··· PROVIDED RECORDS ···
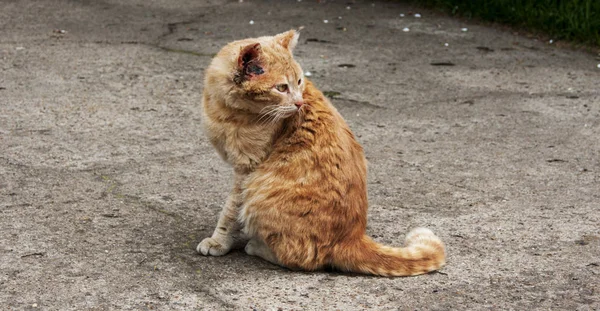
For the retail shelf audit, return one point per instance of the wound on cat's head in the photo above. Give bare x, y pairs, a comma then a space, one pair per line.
249, 63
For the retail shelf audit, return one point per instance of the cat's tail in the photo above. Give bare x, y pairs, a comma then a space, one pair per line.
424, 252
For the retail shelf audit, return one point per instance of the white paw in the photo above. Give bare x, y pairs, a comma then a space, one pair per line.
210, 246
251, 248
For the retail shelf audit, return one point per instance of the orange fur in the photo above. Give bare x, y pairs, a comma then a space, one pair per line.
300, 191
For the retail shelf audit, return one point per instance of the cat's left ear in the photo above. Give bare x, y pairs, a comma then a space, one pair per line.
288, 39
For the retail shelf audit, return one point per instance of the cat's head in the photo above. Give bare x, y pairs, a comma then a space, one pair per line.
266, 76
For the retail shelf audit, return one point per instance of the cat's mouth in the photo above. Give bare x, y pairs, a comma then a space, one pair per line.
275, 113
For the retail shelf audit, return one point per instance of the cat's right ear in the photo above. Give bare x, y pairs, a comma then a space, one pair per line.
249, 64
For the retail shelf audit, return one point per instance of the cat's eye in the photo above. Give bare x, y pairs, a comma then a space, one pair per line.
282, 88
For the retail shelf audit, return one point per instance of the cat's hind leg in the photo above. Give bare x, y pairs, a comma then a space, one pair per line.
257, 247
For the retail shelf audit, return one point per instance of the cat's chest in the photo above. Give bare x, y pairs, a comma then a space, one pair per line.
242, 145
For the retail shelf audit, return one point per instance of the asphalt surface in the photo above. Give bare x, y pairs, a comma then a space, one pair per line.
107, 183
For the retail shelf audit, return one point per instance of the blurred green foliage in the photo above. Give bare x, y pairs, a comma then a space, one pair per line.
575, 20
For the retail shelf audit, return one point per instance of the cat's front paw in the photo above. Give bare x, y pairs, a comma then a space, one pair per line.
210, 246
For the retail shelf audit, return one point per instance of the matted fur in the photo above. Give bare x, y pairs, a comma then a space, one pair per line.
300, 191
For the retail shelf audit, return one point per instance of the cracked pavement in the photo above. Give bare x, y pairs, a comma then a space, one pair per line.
107, 183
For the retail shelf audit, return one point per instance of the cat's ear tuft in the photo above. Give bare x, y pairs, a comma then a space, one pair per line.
288, 39
249, 54
249, 63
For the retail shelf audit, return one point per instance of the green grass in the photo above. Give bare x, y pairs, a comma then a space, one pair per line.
573, 20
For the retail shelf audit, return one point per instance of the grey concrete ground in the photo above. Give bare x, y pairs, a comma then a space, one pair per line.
107, 182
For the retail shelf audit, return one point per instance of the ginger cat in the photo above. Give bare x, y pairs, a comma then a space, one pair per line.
300, 186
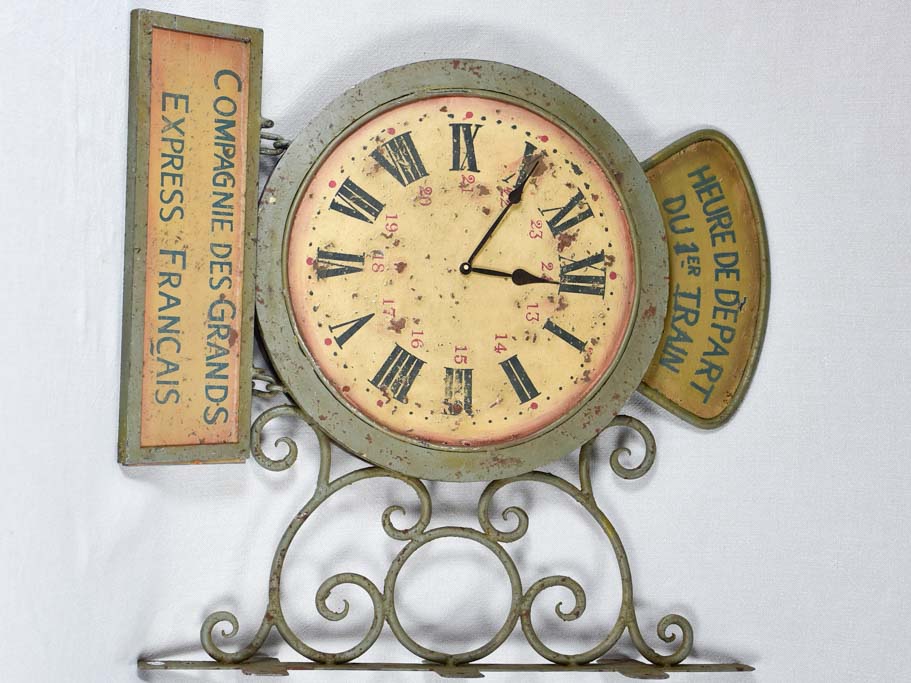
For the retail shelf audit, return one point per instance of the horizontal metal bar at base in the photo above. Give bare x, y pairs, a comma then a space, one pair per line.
273, 667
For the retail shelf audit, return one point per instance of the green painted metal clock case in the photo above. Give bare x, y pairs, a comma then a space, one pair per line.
302, 376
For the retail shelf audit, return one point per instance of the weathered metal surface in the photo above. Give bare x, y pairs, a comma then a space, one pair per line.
719, 279
419, 535
304, 377
629, 668
193, 154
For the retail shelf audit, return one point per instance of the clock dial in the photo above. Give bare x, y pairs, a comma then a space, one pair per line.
421, 325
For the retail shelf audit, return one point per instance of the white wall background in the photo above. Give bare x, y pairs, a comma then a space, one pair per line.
783, 536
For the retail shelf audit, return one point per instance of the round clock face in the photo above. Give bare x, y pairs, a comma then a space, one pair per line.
461, 271
414, 318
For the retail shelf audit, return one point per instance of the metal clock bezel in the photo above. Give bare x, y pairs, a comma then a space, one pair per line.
300, 374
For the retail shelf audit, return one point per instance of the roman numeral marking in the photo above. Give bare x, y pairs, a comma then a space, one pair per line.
565, 335
352, 200
528, 160
351, 326
562, 220
521, 383
398, 373
457, 388
467, 161
399, 156
333, 263
589, 283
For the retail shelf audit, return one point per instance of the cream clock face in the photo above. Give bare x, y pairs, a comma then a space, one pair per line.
460, 270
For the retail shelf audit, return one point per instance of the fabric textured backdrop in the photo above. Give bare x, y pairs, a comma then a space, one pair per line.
782, 536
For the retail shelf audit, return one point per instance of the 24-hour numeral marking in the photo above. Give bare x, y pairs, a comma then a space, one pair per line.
589, 282
565, 335
352, 200
457, 387
351, 327
398, 373
466, 159
400, 157
521, 382
334, 263
572, 213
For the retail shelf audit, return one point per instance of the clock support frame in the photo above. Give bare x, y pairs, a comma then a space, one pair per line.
673, 629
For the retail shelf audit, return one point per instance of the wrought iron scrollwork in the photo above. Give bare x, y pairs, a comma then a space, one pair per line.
418, 535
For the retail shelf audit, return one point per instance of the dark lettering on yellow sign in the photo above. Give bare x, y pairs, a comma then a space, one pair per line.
688, 306
221, 319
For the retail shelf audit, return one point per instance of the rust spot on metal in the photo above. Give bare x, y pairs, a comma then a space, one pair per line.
566, 239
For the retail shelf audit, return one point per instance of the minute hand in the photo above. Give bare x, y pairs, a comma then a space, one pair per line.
519, 276
514, 197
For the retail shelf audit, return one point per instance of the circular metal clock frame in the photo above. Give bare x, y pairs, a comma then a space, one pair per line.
288, 353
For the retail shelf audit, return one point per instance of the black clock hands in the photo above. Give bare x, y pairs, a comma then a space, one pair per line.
514, 197
519, 276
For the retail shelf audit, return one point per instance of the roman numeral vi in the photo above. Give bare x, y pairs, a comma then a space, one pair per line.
398, 373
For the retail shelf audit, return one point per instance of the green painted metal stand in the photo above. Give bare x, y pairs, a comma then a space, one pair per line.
448, 664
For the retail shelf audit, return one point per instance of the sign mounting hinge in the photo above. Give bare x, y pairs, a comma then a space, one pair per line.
279, 144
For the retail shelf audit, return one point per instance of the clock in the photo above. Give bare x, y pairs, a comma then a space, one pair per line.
461, 270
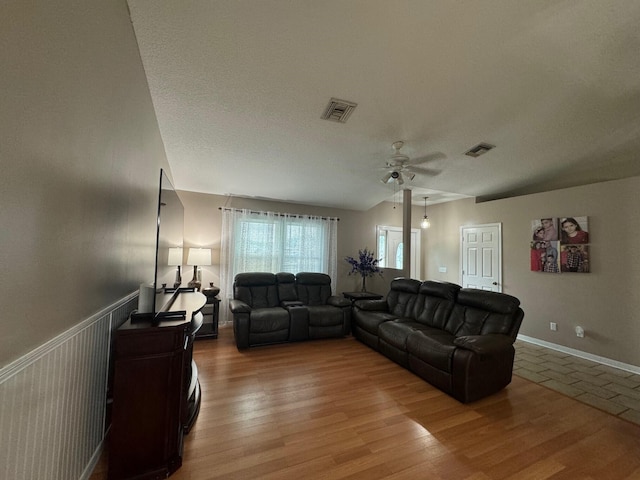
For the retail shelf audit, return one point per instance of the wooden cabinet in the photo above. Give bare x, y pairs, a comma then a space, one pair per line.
156, 394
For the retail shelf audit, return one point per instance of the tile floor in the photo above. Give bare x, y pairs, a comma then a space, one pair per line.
610, 389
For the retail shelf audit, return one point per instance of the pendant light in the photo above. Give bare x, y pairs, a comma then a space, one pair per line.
425, 221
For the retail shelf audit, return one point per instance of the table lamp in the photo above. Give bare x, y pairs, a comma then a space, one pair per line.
175, 259
198, 257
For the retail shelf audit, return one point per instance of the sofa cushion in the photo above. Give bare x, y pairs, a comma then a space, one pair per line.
402, 296
313, 288
269, 320
436, 350
479, 312
435, 302
256, 289
396, 332
286, 287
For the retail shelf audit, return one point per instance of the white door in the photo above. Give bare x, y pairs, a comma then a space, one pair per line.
481, 257
391, 248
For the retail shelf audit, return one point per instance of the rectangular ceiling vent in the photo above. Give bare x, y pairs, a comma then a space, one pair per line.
479, 149
338, 110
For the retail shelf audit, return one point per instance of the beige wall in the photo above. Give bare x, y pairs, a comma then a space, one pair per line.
81, 155
605, 302
356, 230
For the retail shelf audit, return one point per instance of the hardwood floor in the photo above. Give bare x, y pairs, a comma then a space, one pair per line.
335, 409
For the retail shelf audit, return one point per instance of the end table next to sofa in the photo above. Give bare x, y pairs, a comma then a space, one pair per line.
353, 296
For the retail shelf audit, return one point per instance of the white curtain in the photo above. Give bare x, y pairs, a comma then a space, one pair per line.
274, 242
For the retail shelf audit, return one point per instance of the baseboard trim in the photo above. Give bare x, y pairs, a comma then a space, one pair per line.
579, 353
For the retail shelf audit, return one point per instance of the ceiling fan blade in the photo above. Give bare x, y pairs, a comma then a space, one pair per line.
432, 157
432, 172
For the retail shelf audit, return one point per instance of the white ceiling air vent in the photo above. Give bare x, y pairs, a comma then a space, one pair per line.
479, 149
338, 110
···
◆ AIM ◆
Rewrite the lines from the one containing "of the hardwood" through the end of the records, replacing "retail shelf audit" with "store layout survey" and leaving everything else unchanged.

◆ EXERCISE ANSWER ◆
For the store layout survey, return one point per instance of the hardwood floor in the photo above. Give bare x, y pairs, a comma then a space, one pair per line.
335, 409
For the store layout survey, return one point per instance of the end table next to sofa in the photo above. Give bare x, y pairs, a comma then a space, one pair per line.
353, 296
For the store layout survey, return one point per instance of the white curtain in the photo above. Give bare x, y pairs, a comma then a space, one pair per line.
274, 242
For the store layout survey, return one point per instance of the baseboard trim in the photo above. Give bare x, y pairs, a comma then a space, one pair per line.
579, 353
For the store layout survey, return one point per instance of the ceiling fan blade in the photo above. Give bare x, y pairs, a comma then a space, one pair per line.
432, 157
432, 172
For the store layout survey, return one point per instance of the white ceiling air vent in the photo above. Give bare x, y pairs, a comma then a space, one pair per line.
479, 149
338, 110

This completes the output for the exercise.